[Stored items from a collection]
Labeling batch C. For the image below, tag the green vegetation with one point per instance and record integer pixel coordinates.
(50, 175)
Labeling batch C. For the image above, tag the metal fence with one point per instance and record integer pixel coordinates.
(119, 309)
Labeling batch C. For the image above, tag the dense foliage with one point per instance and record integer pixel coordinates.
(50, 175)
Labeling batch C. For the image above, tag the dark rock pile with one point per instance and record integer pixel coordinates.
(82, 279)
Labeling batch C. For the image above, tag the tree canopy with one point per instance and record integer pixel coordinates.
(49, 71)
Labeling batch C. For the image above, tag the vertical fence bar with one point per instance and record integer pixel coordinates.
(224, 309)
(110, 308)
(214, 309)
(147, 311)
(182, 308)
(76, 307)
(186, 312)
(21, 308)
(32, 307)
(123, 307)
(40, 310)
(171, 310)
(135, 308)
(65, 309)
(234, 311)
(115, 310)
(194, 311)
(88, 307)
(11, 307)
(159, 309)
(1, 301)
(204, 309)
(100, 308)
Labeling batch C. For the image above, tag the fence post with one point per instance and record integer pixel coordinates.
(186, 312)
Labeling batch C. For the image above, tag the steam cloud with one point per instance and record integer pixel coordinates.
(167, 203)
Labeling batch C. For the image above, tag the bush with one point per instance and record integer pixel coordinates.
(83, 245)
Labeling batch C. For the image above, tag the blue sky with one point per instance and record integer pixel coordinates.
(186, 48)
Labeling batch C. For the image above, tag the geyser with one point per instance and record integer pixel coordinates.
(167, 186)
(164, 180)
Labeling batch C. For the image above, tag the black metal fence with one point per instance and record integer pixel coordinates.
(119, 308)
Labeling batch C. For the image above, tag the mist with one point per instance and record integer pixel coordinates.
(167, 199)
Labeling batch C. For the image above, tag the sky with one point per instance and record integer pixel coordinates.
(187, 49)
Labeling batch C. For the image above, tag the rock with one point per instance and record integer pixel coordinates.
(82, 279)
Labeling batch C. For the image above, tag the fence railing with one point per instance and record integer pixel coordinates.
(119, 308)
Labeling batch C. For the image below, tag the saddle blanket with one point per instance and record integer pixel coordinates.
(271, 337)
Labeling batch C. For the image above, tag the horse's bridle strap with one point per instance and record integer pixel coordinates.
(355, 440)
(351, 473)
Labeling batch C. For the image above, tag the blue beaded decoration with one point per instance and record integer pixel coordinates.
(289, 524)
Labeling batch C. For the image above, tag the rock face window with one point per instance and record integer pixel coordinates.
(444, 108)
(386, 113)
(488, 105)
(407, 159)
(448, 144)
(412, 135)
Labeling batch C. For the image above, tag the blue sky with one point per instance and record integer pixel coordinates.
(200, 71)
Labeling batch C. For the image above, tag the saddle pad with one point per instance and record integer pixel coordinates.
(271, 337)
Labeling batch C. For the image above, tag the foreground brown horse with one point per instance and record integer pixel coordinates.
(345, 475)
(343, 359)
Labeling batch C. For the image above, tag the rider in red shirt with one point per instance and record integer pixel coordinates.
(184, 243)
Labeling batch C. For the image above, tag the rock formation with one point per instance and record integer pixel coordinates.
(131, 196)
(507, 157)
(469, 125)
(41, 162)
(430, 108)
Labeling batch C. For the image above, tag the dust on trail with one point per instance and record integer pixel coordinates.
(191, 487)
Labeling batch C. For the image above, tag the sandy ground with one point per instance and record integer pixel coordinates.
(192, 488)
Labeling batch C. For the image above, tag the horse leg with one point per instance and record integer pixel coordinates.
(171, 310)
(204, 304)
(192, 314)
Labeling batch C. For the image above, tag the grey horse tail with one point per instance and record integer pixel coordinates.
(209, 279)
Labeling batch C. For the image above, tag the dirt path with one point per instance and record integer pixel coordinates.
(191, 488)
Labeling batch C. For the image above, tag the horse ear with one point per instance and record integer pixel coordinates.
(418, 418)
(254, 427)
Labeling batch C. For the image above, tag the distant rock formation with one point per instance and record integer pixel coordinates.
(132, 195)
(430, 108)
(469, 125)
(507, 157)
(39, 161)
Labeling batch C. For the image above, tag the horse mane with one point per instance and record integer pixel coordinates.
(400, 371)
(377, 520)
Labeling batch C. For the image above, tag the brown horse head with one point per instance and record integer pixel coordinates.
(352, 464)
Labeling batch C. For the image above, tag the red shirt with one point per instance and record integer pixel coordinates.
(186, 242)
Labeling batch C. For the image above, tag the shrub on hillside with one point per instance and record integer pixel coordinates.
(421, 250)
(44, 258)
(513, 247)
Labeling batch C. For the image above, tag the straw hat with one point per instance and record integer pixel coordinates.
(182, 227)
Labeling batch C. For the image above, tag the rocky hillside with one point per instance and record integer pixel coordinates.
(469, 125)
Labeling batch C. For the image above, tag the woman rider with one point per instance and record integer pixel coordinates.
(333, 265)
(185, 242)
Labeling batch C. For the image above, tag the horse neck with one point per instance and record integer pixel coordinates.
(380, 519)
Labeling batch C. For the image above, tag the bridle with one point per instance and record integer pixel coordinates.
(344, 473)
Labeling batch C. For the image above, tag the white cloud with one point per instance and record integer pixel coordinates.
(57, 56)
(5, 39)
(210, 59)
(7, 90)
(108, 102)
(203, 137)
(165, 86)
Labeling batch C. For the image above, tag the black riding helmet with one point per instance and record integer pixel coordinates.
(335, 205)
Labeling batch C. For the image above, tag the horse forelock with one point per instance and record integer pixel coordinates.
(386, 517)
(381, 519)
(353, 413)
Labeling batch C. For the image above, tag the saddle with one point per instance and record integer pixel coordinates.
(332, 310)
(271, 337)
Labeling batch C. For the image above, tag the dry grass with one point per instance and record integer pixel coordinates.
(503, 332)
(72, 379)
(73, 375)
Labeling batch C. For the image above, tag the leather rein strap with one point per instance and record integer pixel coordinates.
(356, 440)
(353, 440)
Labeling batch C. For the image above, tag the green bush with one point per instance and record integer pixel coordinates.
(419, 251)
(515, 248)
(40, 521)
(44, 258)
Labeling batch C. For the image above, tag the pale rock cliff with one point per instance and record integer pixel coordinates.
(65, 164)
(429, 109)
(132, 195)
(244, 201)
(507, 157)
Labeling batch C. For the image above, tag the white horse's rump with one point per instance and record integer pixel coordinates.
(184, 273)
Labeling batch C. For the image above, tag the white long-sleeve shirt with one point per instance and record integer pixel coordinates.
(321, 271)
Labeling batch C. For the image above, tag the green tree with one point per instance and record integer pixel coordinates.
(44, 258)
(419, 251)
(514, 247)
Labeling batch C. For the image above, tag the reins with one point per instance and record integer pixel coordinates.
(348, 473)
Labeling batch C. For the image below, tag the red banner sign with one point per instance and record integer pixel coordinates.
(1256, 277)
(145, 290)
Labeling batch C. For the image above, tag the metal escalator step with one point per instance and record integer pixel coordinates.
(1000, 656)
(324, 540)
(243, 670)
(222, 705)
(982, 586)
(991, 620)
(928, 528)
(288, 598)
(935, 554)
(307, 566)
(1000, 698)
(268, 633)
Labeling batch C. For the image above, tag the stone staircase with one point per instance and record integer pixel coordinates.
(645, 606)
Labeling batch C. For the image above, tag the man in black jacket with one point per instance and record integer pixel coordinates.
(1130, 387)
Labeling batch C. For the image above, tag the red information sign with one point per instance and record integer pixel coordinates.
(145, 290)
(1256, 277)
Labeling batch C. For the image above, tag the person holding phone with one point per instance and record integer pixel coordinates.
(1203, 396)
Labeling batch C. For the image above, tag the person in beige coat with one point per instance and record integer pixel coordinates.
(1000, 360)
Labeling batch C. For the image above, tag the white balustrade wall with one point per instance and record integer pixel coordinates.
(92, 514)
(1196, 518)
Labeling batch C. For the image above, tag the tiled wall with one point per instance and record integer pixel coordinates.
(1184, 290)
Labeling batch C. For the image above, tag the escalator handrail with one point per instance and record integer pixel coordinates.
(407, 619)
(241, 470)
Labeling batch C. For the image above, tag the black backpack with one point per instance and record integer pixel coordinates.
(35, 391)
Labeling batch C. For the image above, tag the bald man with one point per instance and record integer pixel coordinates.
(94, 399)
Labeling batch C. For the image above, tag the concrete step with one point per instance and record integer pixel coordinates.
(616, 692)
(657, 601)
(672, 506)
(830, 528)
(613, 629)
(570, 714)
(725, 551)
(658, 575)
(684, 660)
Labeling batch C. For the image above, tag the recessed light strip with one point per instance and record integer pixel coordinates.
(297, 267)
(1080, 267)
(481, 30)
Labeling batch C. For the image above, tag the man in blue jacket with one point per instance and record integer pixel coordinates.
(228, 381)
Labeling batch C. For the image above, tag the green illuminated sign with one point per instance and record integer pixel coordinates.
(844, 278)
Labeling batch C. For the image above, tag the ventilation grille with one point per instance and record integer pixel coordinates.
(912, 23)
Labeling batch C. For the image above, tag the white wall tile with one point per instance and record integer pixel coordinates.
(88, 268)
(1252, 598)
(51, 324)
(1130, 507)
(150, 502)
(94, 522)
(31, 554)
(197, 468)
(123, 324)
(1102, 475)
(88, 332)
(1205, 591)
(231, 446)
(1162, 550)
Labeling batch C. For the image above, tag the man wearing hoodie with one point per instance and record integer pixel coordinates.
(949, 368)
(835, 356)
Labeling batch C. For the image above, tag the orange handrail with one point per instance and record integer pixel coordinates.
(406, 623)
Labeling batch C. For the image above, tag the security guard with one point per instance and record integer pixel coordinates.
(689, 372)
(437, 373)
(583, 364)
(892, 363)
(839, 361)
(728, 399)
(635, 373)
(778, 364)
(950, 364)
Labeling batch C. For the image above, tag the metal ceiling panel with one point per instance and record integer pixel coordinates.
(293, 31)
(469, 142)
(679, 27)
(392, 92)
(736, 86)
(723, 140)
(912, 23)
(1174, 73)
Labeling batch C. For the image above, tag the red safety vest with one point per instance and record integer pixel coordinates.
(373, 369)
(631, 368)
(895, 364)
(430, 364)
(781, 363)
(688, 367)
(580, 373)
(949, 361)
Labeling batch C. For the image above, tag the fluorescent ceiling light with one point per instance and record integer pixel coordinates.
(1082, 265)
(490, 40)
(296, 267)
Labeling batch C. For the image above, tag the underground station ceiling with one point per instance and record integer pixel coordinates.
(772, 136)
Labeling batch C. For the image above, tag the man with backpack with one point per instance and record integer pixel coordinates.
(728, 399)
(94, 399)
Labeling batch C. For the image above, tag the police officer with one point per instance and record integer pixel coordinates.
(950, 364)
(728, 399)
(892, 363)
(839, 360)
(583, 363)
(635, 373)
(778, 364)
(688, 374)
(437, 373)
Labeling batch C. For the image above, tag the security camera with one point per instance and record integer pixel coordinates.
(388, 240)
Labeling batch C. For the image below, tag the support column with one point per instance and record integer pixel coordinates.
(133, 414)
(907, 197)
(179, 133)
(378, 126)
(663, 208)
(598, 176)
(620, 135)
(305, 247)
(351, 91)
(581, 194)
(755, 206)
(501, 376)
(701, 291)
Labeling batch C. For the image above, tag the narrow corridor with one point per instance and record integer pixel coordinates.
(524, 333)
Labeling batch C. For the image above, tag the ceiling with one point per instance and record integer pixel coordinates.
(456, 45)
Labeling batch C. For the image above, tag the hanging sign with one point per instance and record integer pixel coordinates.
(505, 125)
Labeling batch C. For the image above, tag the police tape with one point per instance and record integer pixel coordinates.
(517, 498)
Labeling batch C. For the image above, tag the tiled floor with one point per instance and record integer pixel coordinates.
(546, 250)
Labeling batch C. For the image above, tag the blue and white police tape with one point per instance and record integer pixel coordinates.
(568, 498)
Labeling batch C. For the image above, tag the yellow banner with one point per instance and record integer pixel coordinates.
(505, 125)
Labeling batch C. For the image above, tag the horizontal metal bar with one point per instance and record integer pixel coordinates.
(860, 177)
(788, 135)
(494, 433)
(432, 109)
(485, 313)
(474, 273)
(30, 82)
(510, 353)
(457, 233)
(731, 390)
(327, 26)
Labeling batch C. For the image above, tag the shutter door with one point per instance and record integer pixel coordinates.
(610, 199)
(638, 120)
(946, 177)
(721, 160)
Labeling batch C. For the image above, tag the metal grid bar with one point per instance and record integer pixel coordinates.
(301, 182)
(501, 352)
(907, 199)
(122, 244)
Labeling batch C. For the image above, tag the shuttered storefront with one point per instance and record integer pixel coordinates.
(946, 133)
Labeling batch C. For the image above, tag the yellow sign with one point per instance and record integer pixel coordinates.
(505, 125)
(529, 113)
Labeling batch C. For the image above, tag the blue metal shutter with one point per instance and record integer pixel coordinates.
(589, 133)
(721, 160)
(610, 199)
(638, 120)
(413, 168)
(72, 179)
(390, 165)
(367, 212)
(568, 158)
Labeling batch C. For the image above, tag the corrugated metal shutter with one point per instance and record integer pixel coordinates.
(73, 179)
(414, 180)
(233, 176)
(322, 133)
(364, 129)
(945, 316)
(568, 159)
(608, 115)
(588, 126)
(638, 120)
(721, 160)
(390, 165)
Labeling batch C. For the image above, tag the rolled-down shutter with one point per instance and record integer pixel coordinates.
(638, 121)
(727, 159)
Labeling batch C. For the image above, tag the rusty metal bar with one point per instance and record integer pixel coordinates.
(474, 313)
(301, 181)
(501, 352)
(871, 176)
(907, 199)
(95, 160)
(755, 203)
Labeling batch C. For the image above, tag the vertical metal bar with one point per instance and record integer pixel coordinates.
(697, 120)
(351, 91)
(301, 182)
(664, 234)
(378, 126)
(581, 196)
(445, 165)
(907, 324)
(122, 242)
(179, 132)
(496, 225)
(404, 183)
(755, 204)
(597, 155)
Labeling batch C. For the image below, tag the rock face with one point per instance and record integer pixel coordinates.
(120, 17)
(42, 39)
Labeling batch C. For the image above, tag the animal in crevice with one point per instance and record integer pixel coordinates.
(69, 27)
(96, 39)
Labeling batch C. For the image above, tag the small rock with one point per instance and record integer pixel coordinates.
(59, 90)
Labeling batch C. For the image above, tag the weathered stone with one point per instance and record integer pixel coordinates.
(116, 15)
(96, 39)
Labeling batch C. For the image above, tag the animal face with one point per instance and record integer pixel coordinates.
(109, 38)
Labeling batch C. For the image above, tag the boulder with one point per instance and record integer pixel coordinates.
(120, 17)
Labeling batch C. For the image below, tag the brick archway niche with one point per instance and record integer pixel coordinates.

What you should do. Write out only what runs from the line holding "Labeling batch C. For the image above, tag the animal in" through the last line of the records, exactly as shown.

Solved exercise.
Labeling batch C. For the image above, tag the animal in crevice with one point per instance and record integer pixel coordinates.
(69, 27)
(96, 39)
Labeling batch C. For the image above, tag the small rock with one point per instance and record integer pixel coordinates.
(59, 90)
Labeling batch C. For the image above, tag the weathered stone with one point per instance and record integer pixel coordinates.
(116, 15)
(96, 39)
Labeling batch C. For the image above, tag the animal face with one point per instance and record integer pixel coordinates.
(109, 38)
Labeling batch C. For the image above, tag the boulder with one point per instance and record integer pixel coordinates.
(120, 17)
Labeling batch C. For the image below, tag the brick archway niche with one point per instance and record integer pixel coordinates.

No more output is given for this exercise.